[Entries from a dataset]
↓↓↓
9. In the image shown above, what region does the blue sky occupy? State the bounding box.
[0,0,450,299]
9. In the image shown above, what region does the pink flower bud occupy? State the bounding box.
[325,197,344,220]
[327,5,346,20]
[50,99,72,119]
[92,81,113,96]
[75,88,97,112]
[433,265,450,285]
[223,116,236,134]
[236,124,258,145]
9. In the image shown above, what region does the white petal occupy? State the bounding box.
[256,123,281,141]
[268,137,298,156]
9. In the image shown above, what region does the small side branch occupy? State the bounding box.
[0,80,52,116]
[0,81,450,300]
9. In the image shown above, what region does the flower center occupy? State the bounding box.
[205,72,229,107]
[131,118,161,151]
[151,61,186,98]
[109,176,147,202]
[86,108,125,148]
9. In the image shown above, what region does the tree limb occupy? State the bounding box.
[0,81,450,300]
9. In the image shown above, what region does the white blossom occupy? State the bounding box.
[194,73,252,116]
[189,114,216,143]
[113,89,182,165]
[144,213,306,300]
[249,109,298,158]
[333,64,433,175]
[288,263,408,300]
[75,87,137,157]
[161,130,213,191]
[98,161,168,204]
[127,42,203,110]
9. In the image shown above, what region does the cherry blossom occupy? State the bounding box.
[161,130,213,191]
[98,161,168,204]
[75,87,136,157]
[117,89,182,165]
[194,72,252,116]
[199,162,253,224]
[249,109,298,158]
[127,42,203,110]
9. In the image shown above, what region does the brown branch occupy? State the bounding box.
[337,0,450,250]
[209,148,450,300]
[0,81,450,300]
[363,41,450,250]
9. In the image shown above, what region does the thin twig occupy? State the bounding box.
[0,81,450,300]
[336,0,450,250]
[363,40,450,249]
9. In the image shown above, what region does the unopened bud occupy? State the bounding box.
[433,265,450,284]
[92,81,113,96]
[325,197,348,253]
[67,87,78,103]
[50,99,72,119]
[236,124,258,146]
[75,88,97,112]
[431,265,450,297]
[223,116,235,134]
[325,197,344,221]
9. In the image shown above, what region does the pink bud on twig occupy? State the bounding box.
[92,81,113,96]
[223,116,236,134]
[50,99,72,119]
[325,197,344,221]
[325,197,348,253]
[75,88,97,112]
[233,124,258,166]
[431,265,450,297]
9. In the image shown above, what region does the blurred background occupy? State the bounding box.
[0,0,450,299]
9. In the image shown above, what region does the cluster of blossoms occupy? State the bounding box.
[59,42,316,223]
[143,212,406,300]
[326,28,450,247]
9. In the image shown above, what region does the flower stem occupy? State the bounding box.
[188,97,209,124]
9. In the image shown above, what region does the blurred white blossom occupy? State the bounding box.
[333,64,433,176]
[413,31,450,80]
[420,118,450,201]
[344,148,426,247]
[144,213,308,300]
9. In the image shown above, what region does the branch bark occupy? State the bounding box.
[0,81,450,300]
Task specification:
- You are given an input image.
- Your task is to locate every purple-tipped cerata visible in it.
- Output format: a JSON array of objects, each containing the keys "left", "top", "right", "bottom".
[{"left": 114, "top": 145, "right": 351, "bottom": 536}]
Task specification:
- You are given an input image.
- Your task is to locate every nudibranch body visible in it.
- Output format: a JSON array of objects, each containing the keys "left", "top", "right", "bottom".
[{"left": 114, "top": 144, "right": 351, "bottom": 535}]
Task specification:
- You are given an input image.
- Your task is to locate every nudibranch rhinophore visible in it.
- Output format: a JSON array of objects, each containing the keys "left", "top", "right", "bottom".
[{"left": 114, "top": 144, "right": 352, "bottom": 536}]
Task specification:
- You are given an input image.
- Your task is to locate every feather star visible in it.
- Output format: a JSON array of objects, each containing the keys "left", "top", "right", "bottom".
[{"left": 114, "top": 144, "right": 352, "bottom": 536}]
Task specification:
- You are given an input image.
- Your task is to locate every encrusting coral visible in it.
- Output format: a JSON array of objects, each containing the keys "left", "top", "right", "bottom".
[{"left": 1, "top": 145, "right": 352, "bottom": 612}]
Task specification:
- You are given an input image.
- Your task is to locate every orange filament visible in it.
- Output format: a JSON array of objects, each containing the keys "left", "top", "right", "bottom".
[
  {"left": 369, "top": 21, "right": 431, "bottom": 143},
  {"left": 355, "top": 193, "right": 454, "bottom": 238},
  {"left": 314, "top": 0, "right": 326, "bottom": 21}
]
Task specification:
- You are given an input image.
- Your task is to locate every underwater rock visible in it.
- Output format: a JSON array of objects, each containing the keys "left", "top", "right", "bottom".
↑↑↑
### [THE TASK]
Edit the records above by changing every "bounding box" to "enclosing box" and leaving everything else as it is.

### [ANSWER FOR THE TASK]
9. In the image shown above, what region does the blue sky occupy? State the enclosing box.
[0,0,450,299]
9. In the image shown above, what region does the pink flower bud occupy? State the enclosing box.
[325,197,344,220]
[327,5,346,20]
[50,99,72,119]
[92,81,113,96]
[75,88,97,112]
[433,265,450,285]
[223,116,236,134]
[236,124,258,145]
9. In the image shown above, what region does the white petal occupy? State the enclosing box.
[256,123,281,141]
[268,137,298,156]
9. In the image shown above, what region does the small side branch occupy? State the enclosing box.
[0,80,52,116]
[0,81,450,300]
9. In the image shown above, what region does the flower center occupy? State the enclosing box.
[205,72,229,107]
[131,118,161,151]
[151,61,186,98]
[109,176,147,202]
[86,108,125,148]
9. In the image shown above, what region does the tree limb occupy? State the enclosing box.
[0,81,450,300]
9. In the image shown above, what region does the white blossom occupy? State the enclosing box.
[194,73,252,116]
[189,114,216,143]
[113,89,182,165]
[144,213,306,300]
[249,109,298,158]
[333,64,433,175]
[288,263,408,300]
[75,87,137,157]
[161,130,213,191]
[98,161,168,204]
[127,42,203,110]
9. In the image shown above, what region does the cherry blossom occupy? State the enclosing box.
[161,130,213,191]
[98,161,168,204]
[75,87,136,157]
[117,89,182,165]
[194,72,252,116]
[199,162,253,224]
[249,109,298,158]
[127,42,203,110]
9. In the image shown above, what region does the brown branch occupy? State the enclosing box.
[337,0,450,250]
[209,148,450,300]
[0,81,450,300]
[363,41,450,250]
9. In the image shown above, what region does the thin twig occupy? State the enclosing box.
[0,81,450,300]
[336,0,450,250]
[363,40,450,249]
9. In the image shown above, what region does the unopened bud occupy? State the enclosing box.
[433,265,450,284]
[92,81,113,96]
[325,197,348,253]
[67,87,78,103]
[50,99,72,119]
[236,124,258,146]
[75,88,97,112]
[431,265,450,297]
[223,116,235,134]
[325,197,344,221]
9. In the image shown above, what region does the pink bud on twig occupy? State the enclosing box.
[92,81,113,96]
[223,116,236,134]
[50,99,72,119]
[325,197,344,221]
[325,197,348,253]
[75,88,97,112]
[233,124,258,166]
[431,265,450,297]
9. In the image shown above, what region does the blurred background occupy? State the enclosing box.
[0,0,450,299]
9. In the image shown above, what region does the cluster of blossoms occupy? State the enclosing box.
[59,42,316,223]
[143,212,406,300]
[326,28,450,247]
9. In the image shown above, what region does the flower stem occupy? State the enclosing box.
[188,97,209,124]
9. In the image shown above, what region does the blurred white blossom occupy? State the enclosing box.
[333,64,433,176]
[413,31,450,80]
[420,118,450,201]
[344,148,426,247]
[144,213,308,300]
9. In the image shown above, what region does the branch bark occupy? State the enclosing box.
[0,81,450,300]
Task specification:
- You are given an input image.
- Your task is to locate every purple-tipped cerata visible in it.
- Output format: a JSON array of objects, each containing the keys "left", "top", "right", "bottom".
[{"left": 114, "top": 145, "right": 351, "bottom": 536}]
Task specification:
- You are given an input image.
- Your task is to locate every nudibranch body visible in it.
- Output format: a JSON array of objects, each containing the keys "left", "top", "right", "bottom".
[{"left": 114, "top": 144, "right": 351, "bottom": 535}]
Task specification:
- You are given an input image.
- Your task is to locate every nudibranch rhinophore visible in it.
- Output format: a JSON array of objects, each containing the keys "left", "top", "right", "bottom".
[{"left": 114, "top": 144, "right": 352, "bottom": 536}]
Task specification:
- You are given an input image.
- Your task is to locate every feather star visible in it.
- Output format: a JSON array of objects, each containing the keys "left", "top", "right", "bottom".
[{"left": 114, "top": 144, "right": 352, "bottom": 536}]
Task specification:
- You are given an input image.
- Your task is to locate every encrusting coral visible in it.
- Output format: a JSON array of objects, each containing the keys "left", "top", "right", "bottom".
[{"left": 1, "top": 145, "right": 352, "bottom": 612}]
Task specification:
- You are given an input image.
- Your task is to locate every orange filament visible in it.
- Output format: a JSON array of objects, each containing the keys "left", "top", "right", "bottom".
[
  {"left": 369, "top": 21, "right": 431, "bottom": 143},
  {"left": 355, "top": 193, "right": 454, "bottom": 238},
  {"left": 314, "top": 0, "right": 326, "bottom": 21}
]
Task specification:
- You are given an input image.
- Your task is to locate every underwater rock visible in it.
- Output format: a JSON array of objects, each containing the keys "left", "top", "right", "bottom".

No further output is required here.